▶ [Text shown]

So nalipol refers to *both* groups. The first group *fell to apostasy* so they are no longer considered Christ disciples. The second group who remained steadfast *was killed*. He said that the second sentence confirmed this, there is none left, *meaning all of Christ’s sheep either fell to apostasy (no longer considered Christ’s sheep) or killed.*

_*Thus, none of Christ's sheep were left in the first century.*_

The third sentence is a conclusion that all (*meaning the 1st and 2nd group*) were gone.

 "_*All were gone.*_"


----------



## DotterKat

My word! I see his point and concede that the text could be interpreted that way. However, even if I trust that *nalipol* translates into Batangueño as *nawala* I still would question the resulting ambiguity of the text, (and why is a Batangueño dictionary being used to translate a Tagalog text in the first place?) Why not say something along the lines of "....noong unang siglo. *Nawala ang sangkalahatan sa kamatayan o pagkakalinlang.*" (...in the first century. *All were put to death or else misled*.) That would make it much clearer that there are actually three groups involved in that text: #1 faithful #2 unfaithful and #3 the group that led #2 into the path of apostasy and #1 to their death. I suppose that if religious texts were crystal clear and not open to subjective interpretation then there would be much less strife and disharmony in the world, let alone a wee little grammar forum!

▶ [Data lines]
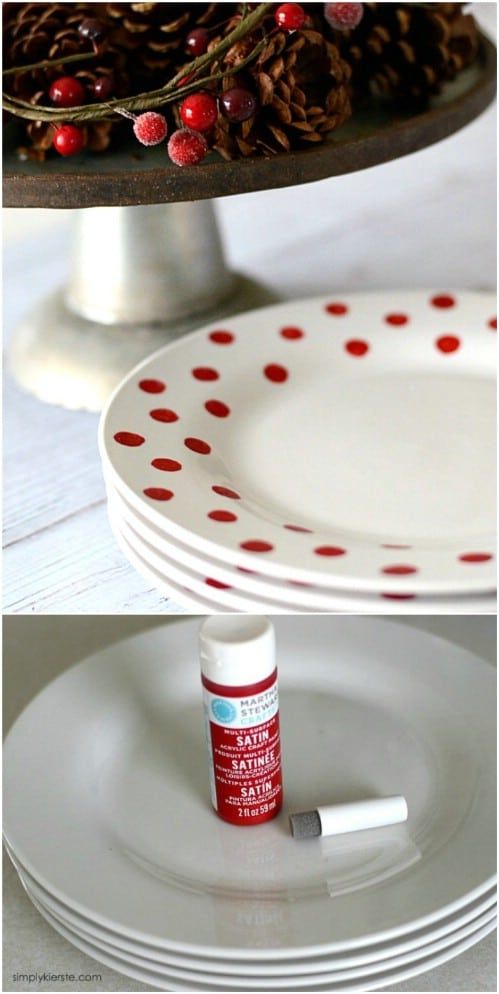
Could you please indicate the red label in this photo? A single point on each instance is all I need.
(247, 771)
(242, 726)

--

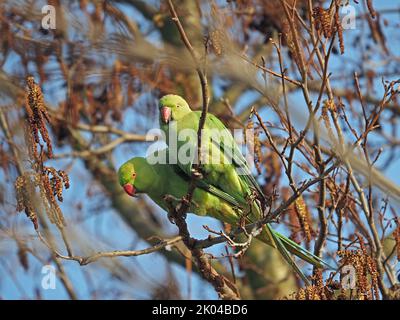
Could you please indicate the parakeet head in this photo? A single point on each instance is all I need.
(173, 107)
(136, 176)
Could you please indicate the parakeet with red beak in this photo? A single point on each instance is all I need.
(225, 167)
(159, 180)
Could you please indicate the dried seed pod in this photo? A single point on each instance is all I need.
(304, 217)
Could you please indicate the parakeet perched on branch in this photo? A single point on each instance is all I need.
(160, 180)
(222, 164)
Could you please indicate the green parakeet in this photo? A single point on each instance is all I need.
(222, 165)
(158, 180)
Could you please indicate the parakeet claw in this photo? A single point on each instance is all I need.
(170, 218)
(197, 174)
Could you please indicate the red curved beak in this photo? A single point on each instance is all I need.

* * *

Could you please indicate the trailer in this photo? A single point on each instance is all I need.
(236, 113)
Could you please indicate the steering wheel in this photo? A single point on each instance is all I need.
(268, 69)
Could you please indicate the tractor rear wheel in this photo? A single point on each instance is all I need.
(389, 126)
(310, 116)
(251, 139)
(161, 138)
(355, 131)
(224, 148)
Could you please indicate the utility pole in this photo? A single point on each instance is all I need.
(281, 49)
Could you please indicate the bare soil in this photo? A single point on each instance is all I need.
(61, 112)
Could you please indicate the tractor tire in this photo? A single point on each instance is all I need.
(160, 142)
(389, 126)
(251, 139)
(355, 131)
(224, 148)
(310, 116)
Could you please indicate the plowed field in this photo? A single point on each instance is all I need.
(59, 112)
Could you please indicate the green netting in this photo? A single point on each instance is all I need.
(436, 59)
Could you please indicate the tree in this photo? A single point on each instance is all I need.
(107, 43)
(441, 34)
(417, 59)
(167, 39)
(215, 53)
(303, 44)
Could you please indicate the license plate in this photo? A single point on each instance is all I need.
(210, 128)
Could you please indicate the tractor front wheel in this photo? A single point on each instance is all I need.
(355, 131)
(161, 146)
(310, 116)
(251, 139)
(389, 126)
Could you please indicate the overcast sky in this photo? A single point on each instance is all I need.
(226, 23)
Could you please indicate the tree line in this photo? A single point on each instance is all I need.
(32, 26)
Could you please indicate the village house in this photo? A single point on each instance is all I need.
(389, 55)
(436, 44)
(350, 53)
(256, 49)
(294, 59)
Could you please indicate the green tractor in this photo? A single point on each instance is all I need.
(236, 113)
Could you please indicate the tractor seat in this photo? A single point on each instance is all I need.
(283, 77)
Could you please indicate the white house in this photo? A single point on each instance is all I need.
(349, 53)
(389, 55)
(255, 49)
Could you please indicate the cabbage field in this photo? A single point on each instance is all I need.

▶ [Required work]
**1.** In the thread on the word *nalipol*, how would you recast the paragraph beginning "My word! I see his point" as a short bulleted list that keeps its main facts?
**2.** Can you carry on the thread on the word *nalipol* from the point where it stops?

▶ [Answers to the exercise]
**1.**
- DotterKat sees his point and concedes the text could be interpreted that way.
- Even trusting that *nalipol* translates into Batangueño as *nawala*, DotterKat still questions the resulting ambiguity and asks why a Batangueño dictionary is being used to translate a Tagalog text at all.
- A clearer wording is proposed: "....noong unang siglo. *Nawala ang sangkalahatan sa kamatayan o pagkakalinlang.*" (...in the first century. *All were put to death or else misled.*)
- That wording would make clear that three groups are involved: #1 faithful, #2 unfaithful, and #3 the group that led #2 into apostasy and #1 to their death.
- If religious texts were crystal clear and not open to subjective interpretation, there would be much less strife and disharmony in the world, let alone a grammar forum.

**2.**
----------



## bugsy1

Exatly, why used a strong word such as "nalipol?" 

The *original* meaning of the word "*nalipo*l" is "*napuksa" "nawasak," "nagiba," which translates to "annihilate," "exterminated" "detroyed," "eradicated"*

The text that we are arguing is *over 56 years old*., the Batangas dictionary he cited is a fairly new dictionary. I suspect that only Batanguenos use this dictionary and that it applies the meaning "nawala" as it used *now*.

But the context of the third sentence definitely refers to the people who were put to death, that is *if *"nalipol" means "*annihilated*' 

_Christ's first disciples were made to follow or else were taught lessons by the devil, and those unwilling to follow or become one of them were all put to death. Thus, none of Christ's sheep were left in the first century. All were annihilated._[/I]


My question now is, is the word annihilated and adjective here or a verb?

"_All were *annihilated*_"



Because the samples that were given for "nawala" looks like a verb 

_*Lipol -- nawala*..ex nalipol ang aking cellphone_


http://www.batanggenyo.net/search?q=...15&submit.y=16

*Standard*: Ang pitaka ni Mang Pedro ay* nawala*.

*Batangas*: Ang kwartamoneda ni Ka Idro ay* nalipol*.


----------



## DotterKat

*All *(indefinite pronoun as subject) *were *(verb) *annihilated* (adjective).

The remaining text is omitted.